**Task description:**
Reproduce word for word the passage of the article on a possible 2025 stock market crash that begins with the words containing "President Donald Trump giving" and ends with "on Wall Street.".

##### Extract #####

How Likely Is It That the Stock Market Crashes Under President Donald Trump in 2025? Here's What History Tells Us.


When 2024 came to a close, investors had every reason to smile. The iconic Dow Jones Industrial Average (DJINDICES: ^DJI), broad-based S&P 500 (SNPINDEX: ^GSPC), and growth stock-powered Nasdaq Composite (NASDAQINDEX: ^IXIC) ended the year higher by 13%, 23%, and 29%, respectively.

Catalysts have been aplenty, with the rise of artificial intelligence (AI), stock-split euphoria, and better-than-expected corporate earnings fueling year two of the bull market rally. But things really kicked into high gear following Donald Trump’s November victory.

Donald Trump addressing reporters in the White House briefing room.
President Donald Trump giving remarks. Image source: Official White House Photo by Andrea Hanks, courtesy of the National Archives.

During Trump’s first term in office, the Dow Jones, S&P 500, and Nasdaq Composite soared by 57%, 70%, and 142%, respectively. Trump’s efforts to lower the corporate income tax rate and encourage deregulation lit a fire on Wall Street.

However, Trump will be making dubious history when he’s inaugurated in just over a week — and this has nothing to do with serving nonconsecutive terms. Based on what history tells us, a stock market crash is within the realm of possible outcomes in 2025 under President Donald Trump.

The “dubious history” Trump is set to make on Jan. 20 is the inheritance of a historically pricey stock market.

When it comes to valuation tools, most investors are probably familiar with the traditional price-to-earnings (P/E) ratio, which divides a company’s share price into its trailing-12-month earnings per share (EPS). This quick valuation measure often works great for mature businesses, but it can be easily tripped up when unpredictable shock events occur, such as the COVID-19 pandemic.

A considerably better measure of value is the S&P 500’s Shiller P/E ratio, also commonly known as the cyclically adjusted P/E ratio (CAPE ratio). The Shiller P/E is based on average inflation-adjusted EPS from the previous 10 years. Analyzing a decade of inflation-adjusted earnings history minimizes the impact of shock events and allows for apples-to-apples valuation comparisons.

##### Extracted entries #####

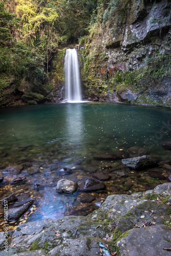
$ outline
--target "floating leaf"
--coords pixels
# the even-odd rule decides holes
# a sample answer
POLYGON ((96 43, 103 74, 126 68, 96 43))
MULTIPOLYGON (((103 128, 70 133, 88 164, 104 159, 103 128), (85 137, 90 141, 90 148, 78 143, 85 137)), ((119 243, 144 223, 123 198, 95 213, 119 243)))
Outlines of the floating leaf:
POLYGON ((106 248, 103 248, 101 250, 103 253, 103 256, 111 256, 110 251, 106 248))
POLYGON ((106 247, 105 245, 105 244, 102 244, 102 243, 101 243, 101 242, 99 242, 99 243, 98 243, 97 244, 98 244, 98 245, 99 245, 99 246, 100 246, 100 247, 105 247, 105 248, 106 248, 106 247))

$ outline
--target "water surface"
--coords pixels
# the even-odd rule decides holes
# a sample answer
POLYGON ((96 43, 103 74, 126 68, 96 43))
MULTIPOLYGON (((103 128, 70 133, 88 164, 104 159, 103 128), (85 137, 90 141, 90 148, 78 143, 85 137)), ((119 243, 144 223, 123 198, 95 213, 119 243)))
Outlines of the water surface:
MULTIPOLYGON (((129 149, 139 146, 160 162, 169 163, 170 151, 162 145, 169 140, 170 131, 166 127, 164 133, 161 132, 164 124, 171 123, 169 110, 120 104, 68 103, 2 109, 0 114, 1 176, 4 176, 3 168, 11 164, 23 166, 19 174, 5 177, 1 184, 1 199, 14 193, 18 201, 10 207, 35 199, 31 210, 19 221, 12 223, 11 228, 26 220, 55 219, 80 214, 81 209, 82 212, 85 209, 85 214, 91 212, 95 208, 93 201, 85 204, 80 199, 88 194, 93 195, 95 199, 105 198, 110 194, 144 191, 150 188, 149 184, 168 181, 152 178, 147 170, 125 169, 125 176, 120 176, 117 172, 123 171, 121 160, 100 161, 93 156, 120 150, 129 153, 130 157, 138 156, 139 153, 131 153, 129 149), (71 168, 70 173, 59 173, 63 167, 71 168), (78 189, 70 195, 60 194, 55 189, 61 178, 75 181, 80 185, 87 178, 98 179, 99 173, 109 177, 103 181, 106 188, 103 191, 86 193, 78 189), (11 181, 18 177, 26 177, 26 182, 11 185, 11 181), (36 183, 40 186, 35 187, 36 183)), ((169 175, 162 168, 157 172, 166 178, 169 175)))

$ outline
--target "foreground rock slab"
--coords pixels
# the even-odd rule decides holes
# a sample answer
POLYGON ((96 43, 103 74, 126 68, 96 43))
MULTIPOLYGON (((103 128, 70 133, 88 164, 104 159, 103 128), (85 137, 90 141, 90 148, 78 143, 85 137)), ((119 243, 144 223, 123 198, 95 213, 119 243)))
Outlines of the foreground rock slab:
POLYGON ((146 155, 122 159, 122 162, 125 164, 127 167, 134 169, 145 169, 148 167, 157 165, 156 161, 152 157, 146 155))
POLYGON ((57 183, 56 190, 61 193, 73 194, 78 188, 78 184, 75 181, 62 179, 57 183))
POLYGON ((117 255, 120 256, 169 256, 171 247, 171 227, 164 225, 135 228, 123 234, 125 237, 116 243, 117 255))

#####
##### Extracted entries #####

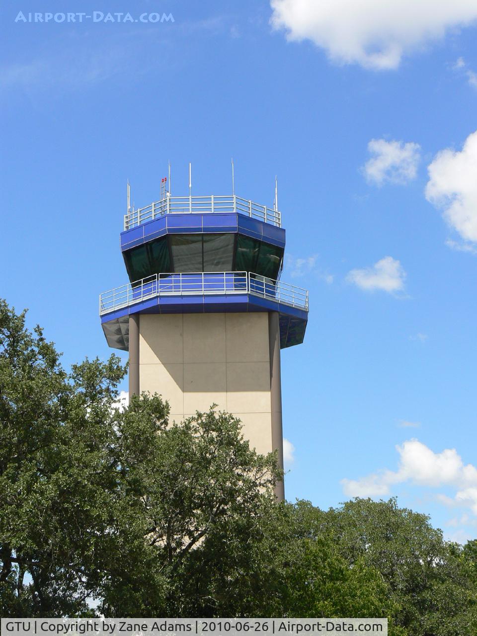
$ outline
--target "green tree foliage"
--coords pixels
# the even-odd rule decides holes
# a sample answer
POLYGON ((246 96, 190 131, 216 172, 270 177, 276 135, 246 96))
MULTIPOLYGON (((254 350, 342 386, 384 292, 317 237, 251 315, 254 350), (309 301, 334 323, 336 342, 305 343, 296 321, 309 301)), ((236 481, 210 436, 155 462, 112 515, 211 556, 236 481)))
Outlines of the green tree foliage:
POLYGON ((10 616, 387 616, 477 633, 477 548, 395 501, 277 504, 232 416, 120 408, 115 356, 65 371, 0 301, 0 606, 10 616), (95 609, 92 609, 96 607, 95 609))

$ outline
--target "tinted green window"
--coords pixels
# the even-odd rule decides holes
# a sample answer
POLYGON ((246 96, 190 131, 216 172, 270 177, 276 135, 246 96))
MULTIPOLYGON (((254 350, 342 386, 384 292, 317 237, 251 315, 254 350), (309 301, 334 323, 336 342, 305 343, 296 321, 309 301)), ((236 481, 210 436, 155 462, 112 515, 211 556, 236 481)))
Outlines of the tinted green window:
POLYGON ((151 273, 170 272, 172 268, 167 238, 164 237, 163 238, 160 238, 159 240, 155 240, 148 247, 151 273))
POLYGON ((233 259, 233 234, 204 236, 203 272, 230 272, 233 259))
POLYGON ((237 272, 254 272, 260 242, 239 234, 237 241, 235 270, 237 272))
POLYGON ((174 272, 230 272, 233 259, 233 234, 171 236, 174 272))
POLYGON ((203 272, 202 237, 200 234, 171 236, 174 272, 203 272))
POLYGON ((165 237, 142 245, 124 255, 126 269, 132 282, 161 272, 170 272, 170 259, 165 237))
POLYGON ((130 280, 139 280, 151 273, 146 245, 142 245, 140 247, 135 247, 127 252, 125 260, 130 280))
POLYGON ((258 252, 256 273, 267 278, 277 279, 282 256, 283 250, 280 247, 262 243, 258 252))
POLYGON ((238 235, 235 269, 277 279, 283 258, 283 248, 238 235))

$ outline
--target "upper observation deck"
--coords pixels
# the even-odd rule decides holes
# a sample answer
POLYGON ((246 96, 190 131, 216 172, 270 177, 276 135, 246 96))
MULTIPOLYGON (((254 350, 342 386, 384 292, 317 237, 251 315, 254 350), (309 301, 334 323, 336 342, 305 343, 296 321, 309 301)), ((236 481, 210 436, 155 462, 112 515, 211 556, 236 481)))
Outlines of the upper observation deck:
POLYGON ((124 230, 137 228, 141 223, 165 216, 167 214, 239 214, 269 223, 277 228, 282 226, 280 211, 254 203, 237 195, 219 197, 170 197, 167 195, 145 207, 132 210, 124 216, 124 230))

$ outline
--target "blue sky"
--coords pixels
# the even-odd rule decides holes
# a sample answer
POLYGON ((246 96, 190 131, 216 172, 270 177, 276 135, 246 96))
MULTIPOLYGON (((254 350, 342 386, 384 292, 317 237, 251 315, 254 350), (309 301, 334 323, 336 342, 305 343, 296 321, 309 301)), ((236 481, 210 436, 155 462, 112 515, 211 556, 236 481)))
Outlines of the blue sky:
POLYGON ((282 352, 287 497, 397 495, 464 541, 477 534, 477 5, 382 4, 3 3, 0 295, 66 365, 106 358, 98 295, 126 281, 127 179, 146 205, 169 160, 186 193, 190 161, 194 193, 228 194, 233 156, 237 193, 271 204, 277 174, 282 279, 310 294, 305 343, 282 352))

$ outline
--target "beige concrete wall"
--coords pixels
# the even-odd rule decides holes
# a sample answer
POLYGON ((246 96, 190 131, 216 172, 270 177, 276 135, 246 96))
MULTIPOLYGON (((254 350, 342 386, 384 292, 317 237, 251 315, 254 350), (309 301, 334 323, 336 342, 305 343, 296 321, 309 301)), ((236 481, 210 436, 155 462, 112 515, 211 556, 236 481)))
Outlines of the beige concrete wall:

#####

**Result for this task:**
President Donald Trump giving remarks. Image source: Official White House Photo by Andrea Hanks, courtesy of the National Archives.

During Trump’s first term in office, the Dow Jones, S&P 500, and Nasdaq Composite soared by 57%, 70%, and 142%, respectively. Trump’s efforts to lower the corporate income tax rate and encourage deregulation lit a fire on Wall Street.